What is being asked – The records below need to be set down again exactly; their images stay out.

Source data –
=== Begin Enclosure ===
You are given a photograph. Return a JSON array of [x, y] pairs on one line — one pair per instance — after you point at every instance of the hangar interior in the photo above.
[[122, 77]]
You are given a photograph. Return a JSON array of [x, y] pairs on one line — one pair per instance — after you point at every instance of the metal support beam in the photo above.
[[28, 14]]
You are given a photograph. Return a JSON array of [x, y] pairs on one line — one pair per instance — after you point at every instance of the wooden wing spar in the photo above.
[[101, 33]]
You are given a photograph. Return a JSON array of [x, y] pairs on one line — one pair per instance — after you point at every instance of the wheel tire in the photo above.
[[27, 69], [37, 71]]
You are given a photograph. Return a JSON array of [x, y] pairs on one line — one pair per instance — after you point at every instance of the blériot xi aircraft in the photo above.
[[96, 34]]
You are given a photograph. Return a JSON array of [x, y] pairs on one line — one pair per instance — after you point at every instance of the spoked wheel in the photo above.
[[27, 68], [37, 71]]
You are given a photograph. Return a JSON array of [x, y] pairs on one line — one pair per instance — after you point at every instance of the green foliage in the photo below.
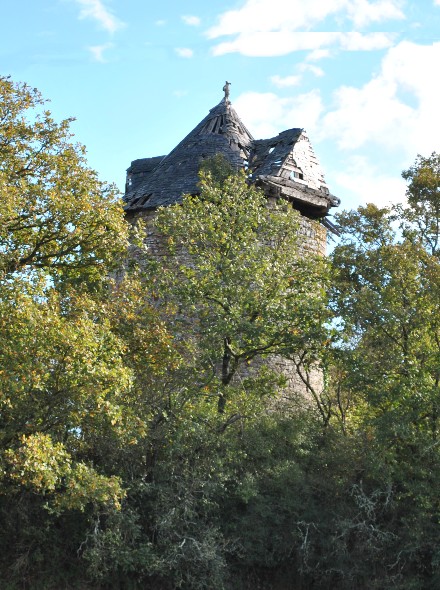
=== End Enclosure ===
Task solution –
You are given a photograph. Return a JSON array of [x, y] pairs on one line — one pair per instance — after you point at every instance of the hangar interior in the photo above.
[[122, 77]]
You are given a photograph. Return a JSON array of [x, y] pairs on one line — one pair per instance — after you point at every instance of the metal support beam in the photo above.
[[28, 14]]
You are given a photograph. Return a JSON array of [x, y] pairs on one line — one pair per instance — after you point at every instance of the wooden wing spar in the photo above.
[[101, 33]]
You are given a photograph. Return a JSON array of [x, y] pairs on one line — one pair per instance — after you point at every instance of the wheel tire in the photo above.
[[27, 69], [37, 71]]
You are given a photograph. Return a JSON array of [x, y] pairs on one line — one pair per instance — after you point at every instance of the blériot xi aircraft in the photo above.
[[96, 34]]
You are given a photograph. Return a JSON array of [x, y] pairs on one line — one pair per instance — after you point at every instance of the spoked wheel in the photo above.
[[27, 68], [37, 71]]
You are given a photograph. Return a JSON array of [x, y] pairs on one line — one pair per instance — after you point at every instance of the green foliage in the photo below.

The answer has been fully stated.